_THE EXERCISE:_ In the items below, find each line that contains the word "jacket" and copy it out in full.

[Begin MATERIALS PROVIDED]

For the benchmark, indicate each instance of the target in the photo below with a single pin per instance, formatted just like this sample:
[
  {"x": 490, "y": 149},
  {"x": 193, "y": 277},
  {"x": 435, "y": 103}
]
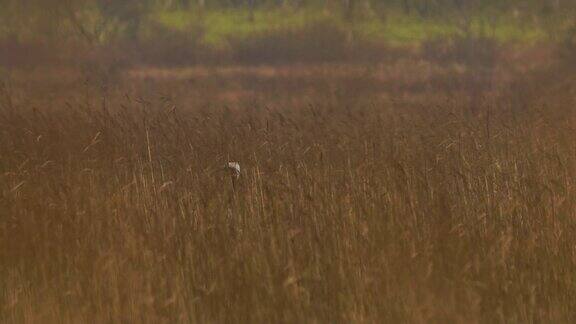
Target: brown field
[{"x": 406, "y": 192}]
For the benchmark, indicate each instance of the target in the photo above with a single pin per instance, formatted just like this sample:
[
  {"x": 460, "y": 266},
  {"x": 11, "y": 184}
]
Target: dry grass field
[{"x": 404, "y": 193}]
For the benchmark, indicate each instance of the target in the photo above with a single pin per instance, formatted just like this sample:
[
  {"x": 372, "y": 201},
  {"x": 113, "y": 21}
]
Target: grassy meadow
[{"x": 430, "y": 185}]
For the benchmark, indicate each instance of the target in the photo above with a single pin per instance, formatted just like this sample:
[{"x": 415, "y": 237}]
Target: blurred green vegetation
[{"x": 220, "y": 26}]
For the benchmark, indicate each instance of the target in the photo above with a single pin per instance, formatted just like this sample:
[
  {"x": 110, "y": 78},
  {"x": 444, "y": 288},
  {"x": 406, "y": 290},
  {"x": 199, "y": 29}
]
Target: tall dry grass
[{"x": 114, "y": 209}]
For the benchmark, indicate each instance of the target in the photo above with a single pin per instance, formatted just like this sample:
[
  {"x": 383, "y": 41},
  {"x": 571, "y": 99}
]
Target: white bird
[{"x": 234, "y": 168}]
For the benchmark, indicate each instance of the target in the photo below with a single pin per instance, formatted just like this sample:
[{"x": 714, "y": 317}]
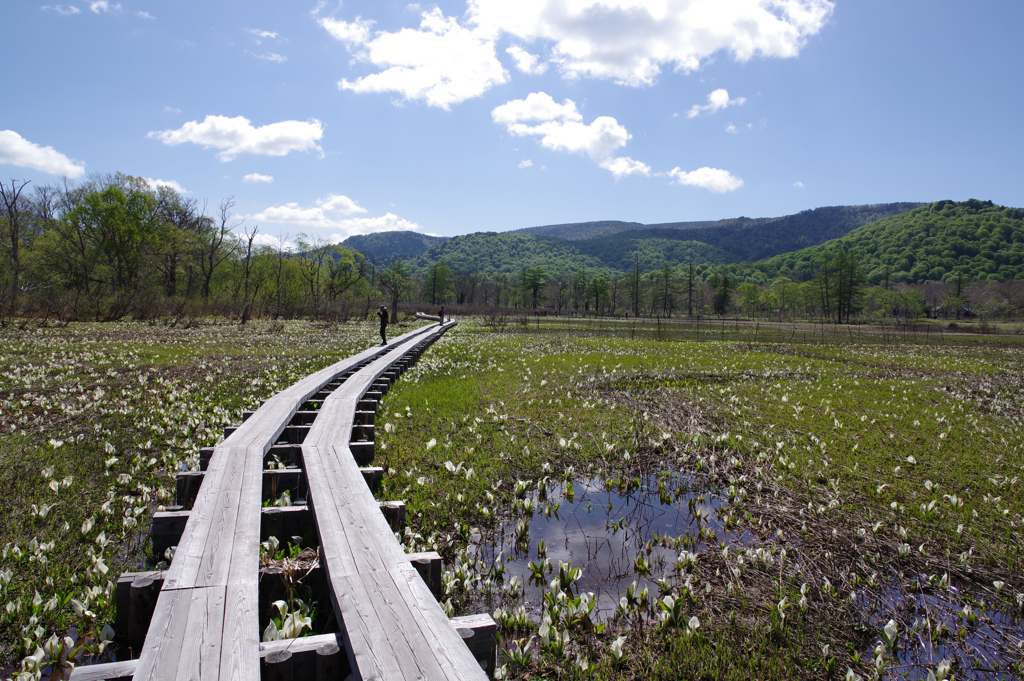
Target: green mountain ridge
[
  {"x": 915, "y": 243},
  {"x": 972, "y": 240}
]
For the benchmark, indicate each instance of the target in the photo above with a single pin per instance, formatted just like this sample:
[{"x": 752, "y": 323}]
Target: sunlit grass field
[{"x": 775, "y": 495}]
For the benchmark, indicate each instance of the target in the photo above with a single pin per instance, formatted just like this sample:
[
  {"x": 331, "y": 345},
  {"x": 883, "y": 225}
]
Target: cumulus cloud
[
  {"x": 441, "y": 62},
  {"x": 169, "y": 183},
  {"x": 268, "y": 56},
  {"x": 624, "y": 166},
  {"x": 526, "y": 62},
  {"x": 333, "y": 212},
  {"x": 630, "y": 41},
  {"x": 713, "y": 179},
  {"x": 237, "y": 135},
  {"x": 258, "y": 35},
  {"x": 17, "y": 151},
  {"x": 64, "y": 10},
  {"x": 352, "y": 34},
  {"x": 102, "y": 6},
  {"x": 717, "y": 100},
  {"x": 560, "y": 127}
]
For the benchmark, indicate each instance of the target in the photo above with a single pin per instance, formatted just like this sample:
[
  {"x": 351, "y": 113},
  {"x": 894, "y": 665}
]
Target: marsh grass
[
  {"x": 95, "y": 420},
  {"x": 881, "y": 480},
  {"x": 890, "y": 468}
]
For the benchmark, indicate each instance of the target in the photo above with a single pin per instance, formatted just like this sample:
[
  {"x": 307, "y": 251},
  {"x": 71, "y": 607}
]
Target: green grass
[
  {"x": 801, "y": 441},
  {"x": 816, "y": 432}
]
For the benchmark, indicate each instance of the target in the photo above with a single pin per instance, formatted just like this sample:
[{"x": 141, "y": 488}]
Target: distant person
[{"x": 382, "y": 313}]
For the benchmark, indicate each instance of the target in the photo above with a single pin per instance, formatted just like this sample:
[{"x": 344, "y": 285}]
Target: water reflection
[{"x": 603, "y": 526}]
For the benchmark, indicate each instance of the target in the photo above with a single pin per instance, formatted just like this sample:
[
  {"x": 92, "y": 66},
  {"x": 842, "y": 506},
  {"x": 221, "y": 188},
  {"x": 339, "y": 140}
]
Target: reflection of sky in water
[
  {"x": 938, "y": 605},
  {"x": 583, "y": 536}
]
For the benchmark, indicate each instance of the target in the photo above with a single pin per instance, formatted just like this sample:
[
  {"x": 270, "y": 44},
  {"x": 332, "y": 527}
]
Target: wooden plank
[{"x": 206, "y": 622}]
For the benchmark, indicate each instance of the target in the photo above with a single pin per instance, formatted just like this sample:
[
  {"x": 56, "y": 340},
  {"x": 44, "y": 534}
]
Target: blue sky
[{"x": 334, "y": 119}]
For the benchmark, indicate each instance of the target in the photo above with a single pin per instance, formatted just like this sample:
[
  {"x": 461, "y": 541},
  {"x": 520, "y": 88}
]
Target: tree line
[{"x": 115, "y": 247}]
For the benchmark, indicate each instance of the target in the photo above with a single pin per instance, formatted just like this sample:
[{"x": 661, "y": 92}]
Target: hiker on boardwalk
[{"x": 382, "y": 313}]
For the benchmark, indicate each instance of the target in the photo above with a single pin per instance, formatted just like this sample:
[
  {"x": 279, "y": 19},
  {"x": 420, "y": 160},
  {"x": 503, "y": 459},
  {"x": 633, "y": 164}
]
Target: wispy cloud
[
  {"x": 17, "y": 151},
  {"x": 713, "y": 179},
  {"x": 332, "y": 212},
  {"x": 717, "y": 100},
  {"x": 268, "y": 56},
  {"x": 441, "y": 64},
  {"x": 64, "y": 10},
  {"x": 237, "y": 135},
  {"x": 169, "y": 183},
  {"x": 103, "y": 6}
]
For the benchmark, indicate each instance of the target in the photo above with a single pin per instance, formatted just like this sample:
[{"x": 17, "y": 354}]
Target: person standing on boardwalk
[{"x": 382, "y": 313}]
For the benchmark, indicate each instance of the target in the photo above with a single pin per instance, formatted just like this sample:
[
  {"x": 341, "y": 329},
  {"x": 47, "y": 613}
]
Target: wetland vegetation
[{"x": 734, "y": 502}]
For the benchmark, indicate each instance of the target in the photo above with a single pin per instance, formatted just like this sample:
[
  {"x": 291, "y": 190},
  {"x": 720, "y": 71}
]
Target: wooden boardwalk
[{"x": 200, "y": 619}]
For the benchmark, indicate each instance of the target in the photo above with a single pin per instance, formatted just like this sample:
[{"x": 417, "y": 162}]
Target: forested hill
[
  {"x": 383, "y": 247},
  {"x": 726, "y": 242},
  {"x": 814, "y": 225},
  {"x": 972, "y": 240}
]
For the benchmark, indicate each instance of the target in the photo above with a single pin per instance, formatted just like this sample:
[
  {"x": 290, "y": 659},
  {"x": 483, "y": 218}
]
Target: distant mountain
[
  {"x": 817, "y": 225},
  {"x": 580, "y": 230},
  {"x": 384, "y": 247},
  {"x": 625, "y": 244},
  {"x": 974, "y": 240},
  {"x": 610, "y": 247}
]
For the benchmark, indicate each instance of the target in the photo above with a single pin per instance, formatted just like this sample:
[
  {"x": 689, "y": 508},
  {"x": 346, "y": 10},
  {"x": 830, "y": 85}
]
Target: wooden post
[
  {"x": 278, "y": 666},
  {"x": 330, "y": 663},
  {"x": 142, "y": 600}
]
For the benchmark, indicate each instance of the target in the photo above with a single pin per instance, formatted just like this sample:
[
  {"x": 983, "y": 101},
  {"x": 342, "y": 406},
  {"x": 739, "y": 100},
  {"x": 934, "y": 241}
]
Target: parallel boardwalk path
[{"x": 205, "y": 623}]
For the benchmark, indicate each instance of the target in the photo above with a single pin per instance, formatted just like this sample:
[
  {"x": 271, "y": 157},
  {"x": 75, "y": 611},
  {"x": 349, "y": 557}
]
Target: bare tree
[
  {"x": 14, "y": 209},
  {"x": 216, "y": 247}
]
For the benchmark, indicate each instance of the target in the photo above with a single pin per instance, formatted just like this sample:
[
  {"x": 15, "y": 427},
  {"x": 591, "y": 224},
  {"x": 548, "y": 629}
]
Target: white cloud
[
  {"x": 526, "y": 62},
  {"x": 64, "y": 10},
  {"x": 352, "y": 34},
  {"x": 560, "y": 126},
  {"x": 442, "y": 62},
  {"x": 99, "y": 6},
  {"x": 267, "y": 240},
  {"x": 169, "y": 183},
  {"x": 624, "y": 166},
  {"x": 630, "y": 41},
  {"x": 367, "y": 225},
  {"x": 332, "y": 212},
  {"x": 237, "y": 135},
  {"x": 17, "y": 151},
  {"x": 717, "y": 100},
  {"x": 258, "y": 35},
  {"x": 268, "y": 56},
  {"x": 537, "y": 107},
  {"x": 713, "y": 179}
]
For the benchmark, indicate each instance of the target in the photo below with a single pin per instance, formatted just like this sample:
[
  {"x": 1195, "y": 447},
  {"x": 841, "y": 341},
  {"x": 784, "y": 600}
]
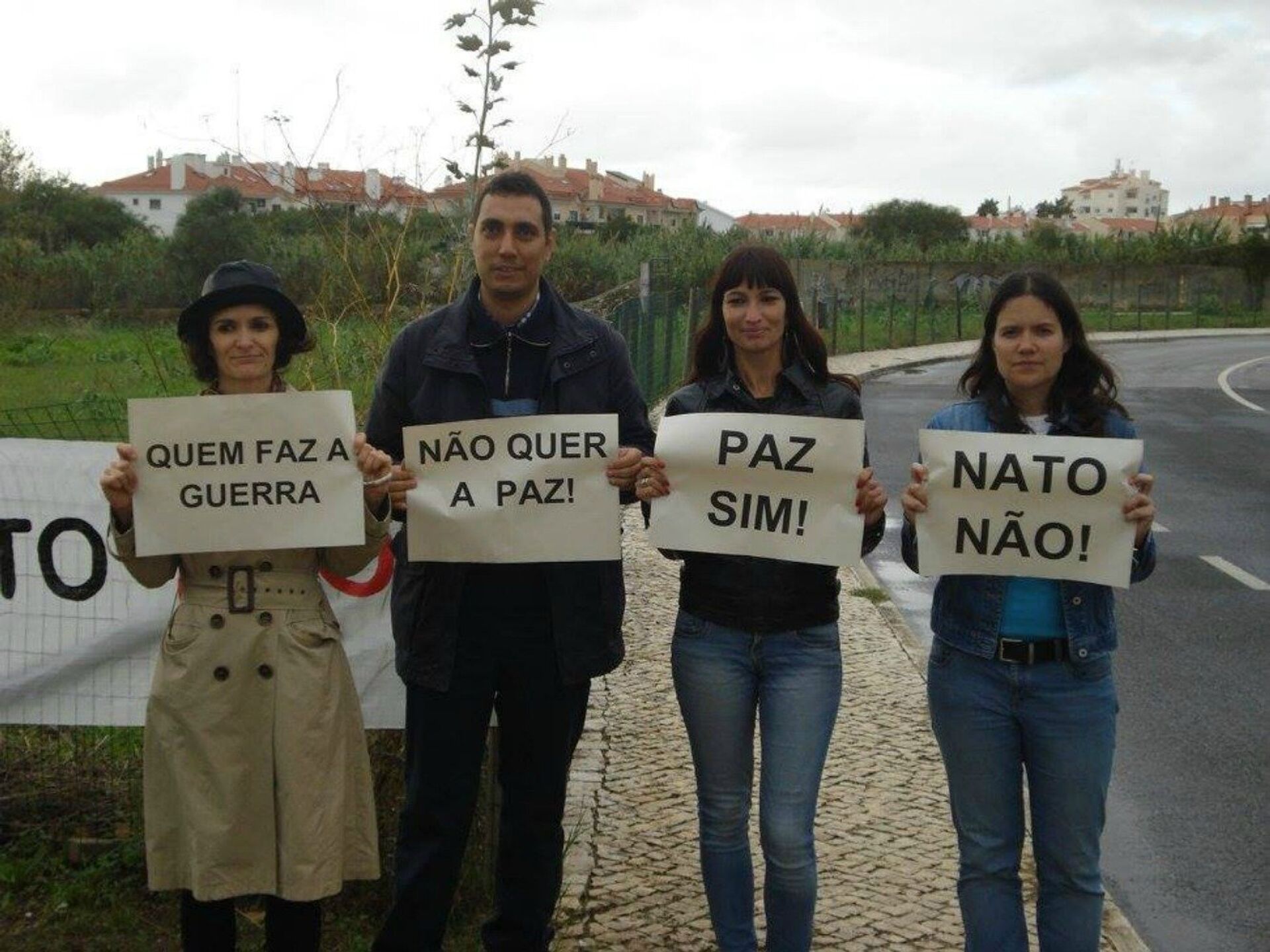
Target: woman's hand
[
  {"x": 652, "y": 481},
  {"x": 913, "y": 498},
  {"x": 624, "y": 469},
  {"x": 376, "y": 469},
  {"x": 1140, "y": 507},
  {"x": 870, "y": 496},
  {"x": 118, "y": 484}
]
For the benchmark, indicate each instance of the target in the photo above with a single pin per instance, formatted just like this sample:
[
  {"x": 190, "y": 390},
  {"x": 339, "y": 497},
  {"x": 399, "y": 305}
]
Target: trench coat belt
[{"x": 244, "y": 589}]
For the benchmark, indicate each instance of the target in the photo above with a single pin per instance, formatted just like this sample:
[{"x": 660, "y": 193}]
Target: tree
[
  {"x": 497, "y": 18},
  {"x": 214, "y": 229},
  {"x": 16, "y": 165},
  {"x": 58, "y": 214},
  {"x": 921, "y": 222},
  {"x": 619, "y": 227},
  {"x": 1060, "y": 208}
]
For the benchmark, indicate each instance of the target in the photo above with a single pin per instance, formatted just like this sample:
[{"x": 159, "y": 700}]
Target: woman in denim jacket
[
  {"x": 1020, "y": 672},
  {"x": 760, "y": 636}
]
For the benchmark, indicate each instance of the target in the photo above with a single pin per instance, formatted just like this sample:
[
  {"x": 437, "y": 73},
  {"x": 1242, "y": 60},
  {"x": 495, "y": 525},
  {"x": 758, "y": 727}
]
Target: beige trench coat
[{"x": 257, "y": 778}]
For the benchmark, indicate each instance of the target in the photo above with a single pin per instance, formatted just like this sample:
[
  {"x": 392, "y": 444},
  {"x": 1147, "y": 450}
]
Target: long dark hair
[
  {"x": 1085, "y": 385},
  {"x": 760, "y": 267}
]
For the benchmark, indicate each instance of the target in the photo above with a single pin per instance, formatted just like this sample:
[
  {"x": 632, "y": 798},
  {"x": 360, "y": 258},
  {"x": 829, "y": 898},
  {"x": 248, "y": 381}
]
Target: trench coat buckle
[{"x": 232, "y": 593}]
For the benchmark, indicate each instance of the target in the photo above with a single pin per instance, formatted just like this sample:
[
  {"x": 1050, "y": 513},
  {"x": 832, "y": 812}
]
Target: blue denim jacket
[{"x": 967, "y": 611}]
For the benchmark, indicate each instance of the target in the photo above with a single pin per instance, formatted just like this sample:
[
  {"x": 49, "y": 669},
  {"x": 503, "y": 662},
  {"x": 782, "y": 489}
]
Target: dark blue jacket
[
  {"x": 431, "y": 376},
  {"x": 967, "y": 611}
]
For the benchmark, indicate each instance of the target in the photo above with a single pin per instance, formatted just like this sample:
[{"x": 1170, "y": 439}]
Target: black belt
[{"x": 1019, "y": 651}]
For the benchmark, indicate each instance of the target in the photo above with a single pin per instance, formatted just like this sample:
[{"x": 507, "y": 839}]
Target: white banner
[
  {"x": 523, "y": 489},
  {"x": 761, "y": 485},
  {"x": 245, "y": 473},
  {"x": 1035, "y": 506},
  {"x": 79, "y": 636}
]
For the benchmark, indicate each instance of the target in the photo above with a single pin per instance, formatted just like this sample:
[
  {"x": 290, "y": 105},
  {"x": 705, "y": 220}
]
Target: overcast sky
[{"x": 773, "y": 106}]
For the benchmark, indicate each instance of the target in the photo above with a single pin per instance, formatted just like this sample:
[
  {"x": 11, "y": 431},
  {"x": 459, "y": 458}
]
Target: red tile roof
[
  {"x": 992, "y": 222},
  {"x": 1231, "y": 210},
  {"x": 253, "y": 182},
  {"x": 574, "y": 184},
  {"x": 1143, "y": 225}
]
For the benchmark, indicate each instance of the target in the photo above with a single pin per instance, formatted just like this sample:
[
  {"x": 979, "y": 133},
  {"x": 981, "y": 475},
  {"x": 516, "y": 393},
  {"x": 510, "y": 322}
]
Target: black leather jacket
[
  {"x": 765, "y": 594},
  {"x": 431, "y": 376}
]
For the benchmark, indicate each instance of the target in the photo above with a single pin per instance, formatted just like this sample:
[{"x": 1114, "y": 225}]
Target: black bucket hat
[{"x": 241, "y": 284}]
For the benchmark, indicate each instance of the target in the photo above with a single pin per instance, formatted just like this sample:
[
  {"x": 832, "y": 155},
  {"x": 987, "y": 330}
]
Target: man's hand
[
  {"x": 625, "y": 467},
  {"x": 403, "y": 480}
]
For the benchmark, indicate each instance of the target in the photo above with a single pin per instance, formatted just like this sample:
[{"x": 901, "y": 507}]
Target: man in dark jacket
[{"x": 521, "y": 639}]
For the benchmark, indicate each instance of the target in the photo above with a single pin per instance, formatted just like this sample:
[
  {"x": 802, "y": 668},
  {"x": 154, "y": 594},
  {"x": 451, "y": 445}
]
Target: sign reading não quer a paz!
[
  {"x": 524, "y": 489},
  {"x": 245, "y": 473},
  {"x": 1033, "y": 506},
  {"x": 762, "y": 485}
]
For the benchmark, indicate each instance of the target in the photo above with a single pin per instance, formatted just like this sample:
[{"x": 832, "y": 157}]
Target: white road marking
[
  {"x": 1223, "y": 377},
  {"x": 1236, "y": 573}
]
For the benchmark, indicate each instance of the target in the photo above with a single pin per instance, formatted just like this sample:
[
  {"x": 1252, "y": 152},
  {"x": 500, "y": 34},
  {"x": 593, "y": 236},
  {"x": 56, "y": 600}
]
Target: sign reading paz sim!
[
  {"x": 1033, "y": 506},
  {"x": 763, "y": 485},
  {"x": 245, "y": 473}
]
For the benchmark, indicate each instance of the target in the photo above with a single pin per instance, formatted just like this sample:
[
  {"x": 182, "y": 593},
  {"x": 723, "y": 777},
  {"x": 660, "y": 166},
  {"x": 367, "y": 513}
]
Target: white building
[
  {"x": 714, "y": 219},
  {"x": 1122, "y": 194},
  {"x": 160, "y": 194}
]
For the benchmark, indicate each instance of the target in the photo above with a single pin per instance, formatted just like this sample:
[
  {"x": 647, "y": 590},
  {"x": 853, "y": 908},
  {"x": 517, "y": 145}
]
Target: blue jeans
[
  {"x": 794, "y": 681},
  {"x": 994, "y": 721}
]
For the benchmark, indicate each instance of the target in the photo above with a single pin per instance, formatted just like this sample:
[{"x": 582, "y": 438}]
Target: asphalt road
[{"x": 1187, "y": 851}]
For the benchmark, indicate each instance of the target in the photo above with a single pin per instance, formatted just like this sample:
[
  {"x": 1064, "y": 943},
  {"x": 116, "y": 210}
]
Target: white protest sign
[
  {"x": 1020, "y": 504},
  {"x": 523, "y": 489},
  {"x": 761, "y": 485},
  {"x": 79, "y": 636},
  {"x": 245, "y": 473}
]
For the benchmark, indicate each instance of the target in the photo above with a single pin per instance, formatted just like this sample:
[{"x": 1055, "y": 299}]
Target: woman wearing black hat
[{"x": 257, "y": 778}]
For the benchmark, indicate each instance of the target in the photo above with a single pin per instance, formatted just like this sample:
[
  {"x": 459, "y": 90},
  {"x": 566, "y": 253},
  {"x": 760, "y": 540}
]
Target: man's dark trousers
[{"x": 505, "y": 662}]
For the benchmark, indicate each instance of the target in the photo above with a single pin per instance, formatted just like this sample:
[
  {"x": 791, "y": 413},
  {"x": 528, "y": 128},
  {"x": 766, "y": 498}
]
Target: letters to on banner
[
  {"x": 521, "y": 489},
  {"x": 1017, "y": 504},
  {"x": 762, "y": 485},
  {"x": 245, "y": 473}
]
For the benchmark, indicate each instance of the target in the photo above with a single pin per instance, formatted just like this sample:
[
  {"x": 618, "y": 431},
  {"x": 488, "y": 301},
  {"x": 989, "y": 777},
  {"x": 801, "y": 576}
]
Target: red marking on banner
[{"x": 372, "y": 586}]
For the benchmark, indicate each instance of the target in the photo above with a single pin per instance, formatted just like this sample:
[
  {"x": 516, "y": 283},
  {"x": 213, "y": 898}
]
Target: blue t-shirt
[
  {"x": 1033, "y": 610},
  {"x": 1034, "y": 607}
]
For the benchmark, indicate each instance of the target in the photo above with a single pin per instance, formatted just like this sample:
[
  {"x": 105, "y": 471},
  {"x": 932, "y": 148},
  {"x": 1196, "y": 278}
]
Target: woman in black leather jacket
[{"x": 760, "y": 635}]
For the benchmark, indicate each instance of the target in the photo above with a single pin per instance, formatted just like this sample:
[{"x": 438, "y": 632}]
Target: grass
[
  {"x": 872, "y": 593},
  {"x": 73, "y": 855}
]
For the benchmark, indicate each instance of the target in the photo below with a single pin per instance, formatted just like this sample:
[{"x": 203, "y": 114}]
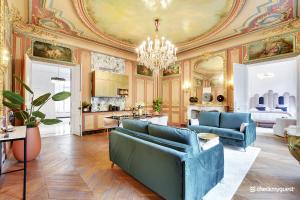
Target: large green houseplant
[
  {"x": 157, "y": 103},
  {"x": 32, "y": 116}
]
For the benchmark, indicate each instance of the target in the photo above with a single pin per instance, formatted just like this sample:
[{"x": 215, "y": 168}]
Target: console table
[{"x": 18, "y": 134}]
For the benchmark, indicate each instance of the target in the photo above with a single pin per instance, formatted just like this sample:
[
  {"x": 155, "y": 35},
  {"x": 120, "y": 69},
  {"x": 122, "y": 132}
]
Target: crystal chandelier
[{"x": 158, "y": 53}]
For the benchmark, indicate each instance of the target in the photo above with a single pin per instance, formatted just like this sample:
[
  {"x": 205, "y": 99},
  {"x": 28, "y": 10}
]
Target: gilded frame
[{"x": 206, "y": 56}]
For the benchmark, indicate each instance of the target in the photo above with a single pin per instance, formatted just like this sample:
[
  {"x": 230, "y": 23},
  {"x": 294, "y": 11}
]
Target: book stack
[{"x": 207, "y": 140}]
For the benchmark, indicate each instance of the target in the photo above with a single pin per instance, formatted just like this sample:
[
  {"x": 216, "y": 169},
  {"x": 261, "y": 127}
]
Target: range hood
[{"x": 108, "y": 84}]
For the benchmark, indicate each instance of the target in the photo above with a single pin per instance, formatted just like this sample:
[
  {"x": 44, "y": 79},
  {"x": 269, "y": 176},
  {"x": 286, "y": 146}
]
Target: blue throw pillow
[
  {"x": 234, "y": 120},
  {"x": 136, "y": 125},
  {"x": 261, "y": 108},
  {"x": 209, "y": 119}
]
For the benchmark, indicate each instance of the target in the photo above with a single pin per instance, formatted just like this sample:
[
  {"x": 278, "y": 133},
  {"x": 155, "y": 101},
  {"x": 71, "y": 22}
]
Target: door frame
[{"x": 28, "y": 71}]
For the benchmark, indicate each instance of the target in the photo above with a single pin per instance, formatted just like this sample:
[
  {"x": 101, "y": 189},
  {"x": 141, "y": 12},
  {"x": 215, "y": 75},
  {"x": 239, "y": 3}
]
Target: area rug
[{"x": 237, "y": 165}]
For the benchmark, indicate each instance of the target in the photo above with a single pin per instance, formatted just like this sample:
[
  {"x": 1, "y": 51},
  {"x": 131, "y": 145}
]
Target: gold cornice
[{"x": 285, "y": 28}]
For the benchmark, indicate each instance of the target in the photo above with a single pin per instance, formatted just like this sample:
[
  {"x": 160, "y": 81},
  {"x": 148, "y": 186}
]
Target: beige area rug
[{"x": 237, "y": 165}]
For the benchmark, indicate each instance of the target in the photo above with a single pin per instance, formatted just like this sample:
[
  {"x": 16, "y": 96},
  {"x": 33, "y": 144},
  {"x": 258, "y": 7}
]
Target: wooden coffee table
[{"x": 207, "y": 140}]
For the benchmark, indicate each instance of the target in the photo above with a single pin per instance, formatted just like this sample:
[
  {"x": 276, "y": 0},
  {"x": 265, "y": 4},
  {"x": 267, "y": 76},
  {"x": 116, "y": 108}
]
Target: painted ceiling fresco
[
  {"x": 188, "y": 23},
  {"x": 132, "y": 20}
]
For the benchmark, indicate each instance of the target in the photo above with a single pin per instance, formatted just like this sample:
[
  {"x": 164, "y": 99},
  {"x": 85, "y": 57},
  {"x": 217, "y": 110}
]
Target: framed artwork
[
  {"x": 46, "y": 50},
  {"x": 271, "y": 47},
  {"x": 144, "y": 71},
  {"x": 172, "y": 70}
]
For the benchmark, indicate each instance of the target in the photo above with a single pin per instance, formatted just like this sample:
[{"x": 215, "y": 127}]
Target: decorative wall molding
[{"x": 107, "y": 63}]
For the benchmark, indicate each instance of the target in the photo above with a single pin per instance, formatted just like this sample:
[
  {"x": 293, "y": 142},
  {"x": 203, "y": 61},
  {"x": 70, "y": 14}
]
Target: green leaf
[
  {"x": 39, "y": 114},
  {"x": 61, "y": 96},
  {"x": 22, "y": 115},
  {"x": 11, "y": 105},
  {"x": 23, "y": 84},
  {"x": 50, "y": 121},
  {"x": 14, "y": 98},
  {"x": 41, "y": 99}
]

[End MATERIALS PROVIDED]

_RESULT OF THE EXERCISE:_
Target: woman in denim jacket
Target: blue denim jacket
Target: dark blue jacket
Target: black leather jacket
Target: man in dark jacket
Target: woman in black leather jacket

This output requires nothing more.